#### What the exercise asks
Reproduce the entire listing below word for word, keeping every line unchanged.

>> Start Records to use

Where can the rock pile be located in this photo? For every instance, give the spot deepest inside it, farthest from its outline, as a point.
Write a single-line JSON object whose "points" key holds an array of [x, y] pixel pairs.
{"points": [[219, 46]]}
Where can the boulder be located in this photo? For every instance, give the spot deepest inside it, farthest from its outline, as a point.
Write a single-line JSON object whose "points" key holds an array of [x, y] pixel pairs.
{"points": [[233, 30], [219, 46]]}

>> End Records to use

#### Result of this task
Where can the rock pile be located in this photo? For every instance, give the spot deepest inside it, farthest from its outline, as a point.
Write a single-line JSON object whose "points" key holds an array of [x, y] pixel pairs.
{"points": [[219, 46]]}
Where can the boulder be located in this photo? For every instance, give the spot deepest inside it, farthest from its outline, as a point.
Write a single-line JSON object whose "points" key holds an array of [x, y] pixel pairs.
{"points": [[233, 30], [219, 46]]}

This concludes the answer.